Would you write out every record that follows exactly, with the pictures left out?
----
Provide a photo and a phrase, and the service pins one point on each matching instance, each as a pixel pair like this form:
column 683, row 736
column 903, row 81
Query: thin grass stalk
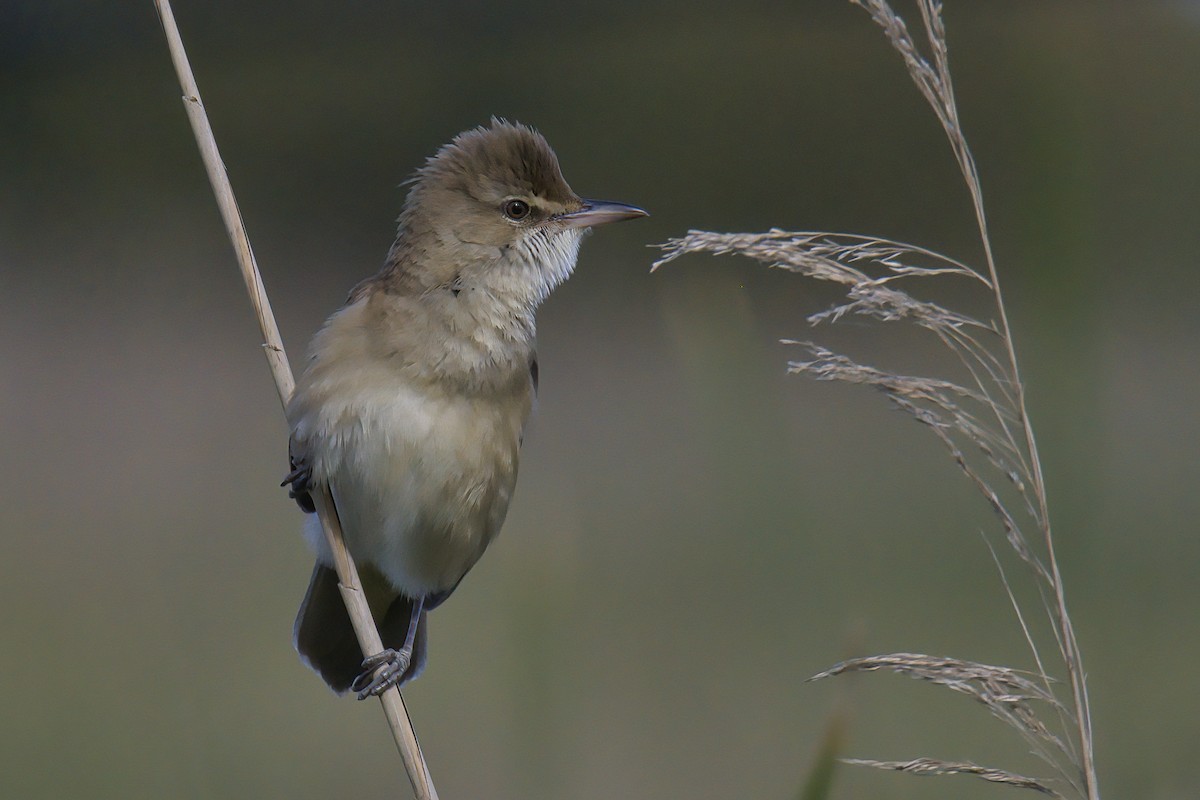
column 273, row 347
column 931, row 17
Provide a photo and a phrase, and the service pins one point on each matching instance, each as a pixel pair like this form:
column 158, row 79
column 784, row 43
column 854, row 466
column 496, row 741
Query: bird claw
column 299, row 482
column 381, row 672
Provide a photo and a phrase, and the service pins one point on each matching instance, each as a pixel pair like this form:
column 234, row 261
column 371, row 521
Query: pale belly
column 421, row 485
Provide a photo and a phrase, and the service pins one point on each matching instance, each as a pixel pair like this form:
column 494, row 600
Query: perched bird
column 415, row 395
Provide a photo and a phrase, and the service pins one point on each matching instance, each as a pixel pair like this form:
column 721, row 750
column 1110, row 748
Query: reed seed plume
column 979, row 417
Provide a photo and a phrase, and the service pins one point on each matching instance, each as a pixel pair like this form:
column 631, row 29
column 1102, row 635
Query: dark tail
column 325, row 639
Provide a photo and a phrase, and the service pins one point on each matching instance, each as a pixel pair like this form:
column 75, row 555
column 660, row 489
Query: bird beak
column 599, row 212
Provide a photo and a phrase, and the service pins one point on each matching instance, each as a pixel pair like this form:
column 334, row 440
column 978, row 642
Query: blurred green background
column 694, row 531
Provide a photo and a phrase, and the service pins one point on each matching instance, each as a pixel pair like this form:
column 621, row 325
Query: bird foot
column 381, row 672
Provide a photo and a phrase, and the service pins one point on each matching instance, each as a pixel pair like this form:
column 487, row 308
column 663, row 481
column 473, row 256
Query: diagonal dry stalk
column 984, row 423
column 273, row 346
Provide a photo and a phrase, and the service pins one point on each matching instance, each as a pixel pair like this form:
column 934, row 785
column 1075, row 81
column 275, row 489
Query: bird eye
column 516, row 210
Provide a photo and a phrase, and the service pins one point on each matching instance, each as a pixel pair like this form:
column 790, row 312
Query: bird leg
column 385, row 669
column 300, row 480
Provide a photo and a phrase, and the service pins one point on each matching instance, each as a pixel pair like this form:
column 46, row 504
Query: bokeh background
column 694, row 531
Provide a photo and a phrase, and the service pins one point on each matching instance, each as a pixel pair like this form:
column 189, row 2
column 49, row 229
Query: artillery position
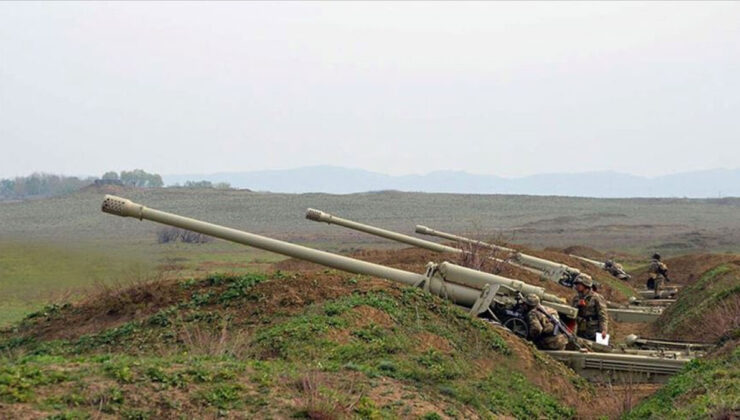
----
▶ **SOLVED EXERCISE**:
Provide a photo and a phrase, and the service pins one point on each matching instance, each as a pixel pair like this form:
column 683, row 736
column 903, row 81
Query: thin grass stalk
column 273, row 347
column 931, row 17
Provide a photo and a phrase, and the service pins one point on each matching instance, each as a pixel pair like this form:
column 158, row 79
column 784, row 43
column 854, row 466
column 496, row 741
Query: bird claw
column 299, row 482
column 381, row 672
Provide a photo and a phrase, and the service pins one point on each matching instance, each as a pixel pair like this form:
column 234, row 261
column 371, row 521
Query: pale belly
column 421, row 485
Provide a photo and a phrase, and the service pins one point on each matching instance, each as a pixel pair like this form:
column 494, row 600
Query: perched bird
column 415, row 395
Provide a photo and a phrase, and the service pins one point on each matching instance, each as a pixel pair like this form:
column 721, row 750
column 1110, row 748
Query: reed seed plume
column 979, row 417
Provide a photo and a phrase, and the service pins one point on each matching instance, each as a pixel pair like this form:
column 631, row 29
column 1102, row 635
Query: dark tail
column 325, row 639
Provide a photo and a phrase, and the service pins one point on each matching instance, each as a pixel pair like this form:
column 75, row 555
column 660, row 489
Query: bird beak
column 599, row 212
Provide a photo and a phrase, and the service pins one point on each matching instance, each as a pixel pair like this form:
column 334, row 440
column 978, row 642
Query: blurred green background
column 694, row 531
Provide a photo and a phrase, and the service pins one point on each matching instance, each as a pixel pair like this form:
column 621, row 325
Query: bird foot
column 381, row 672
Provide a photo and a phrase, and the service pins one point on each matching instance, each as a pixel pair like this form:
column 487, row 308
column 663, row 481
column 473, row 256
Query: diagonal dry stalk
column 984, row 423
column 273, row 346
Provide a photo and a phrase, and the service pins one point on each matching instance, each as a pixel pair like this form:
column 934, row 785
column 1075, row 81
column 275, row 489
Query: bird eye
column 516, row 210
Provide a photo and a phrase, and the service pins one point on each matching instance, each as a pixel pair like this form:
column 790, row 312
Query: bird leg
column 385, row 669
column 300, row 480
Provide a photo and a phrase, and the service pins one point on each matching instance, each as a pixel pair like this form:
column 46, row 504
Query: bokeh background
column 694, row 531
Provide a photo and a phrase, and the service pins one point on each matching instance, each as a pixel pair like this form:
column 189, row 2
column 49, row 229
Query: artillery position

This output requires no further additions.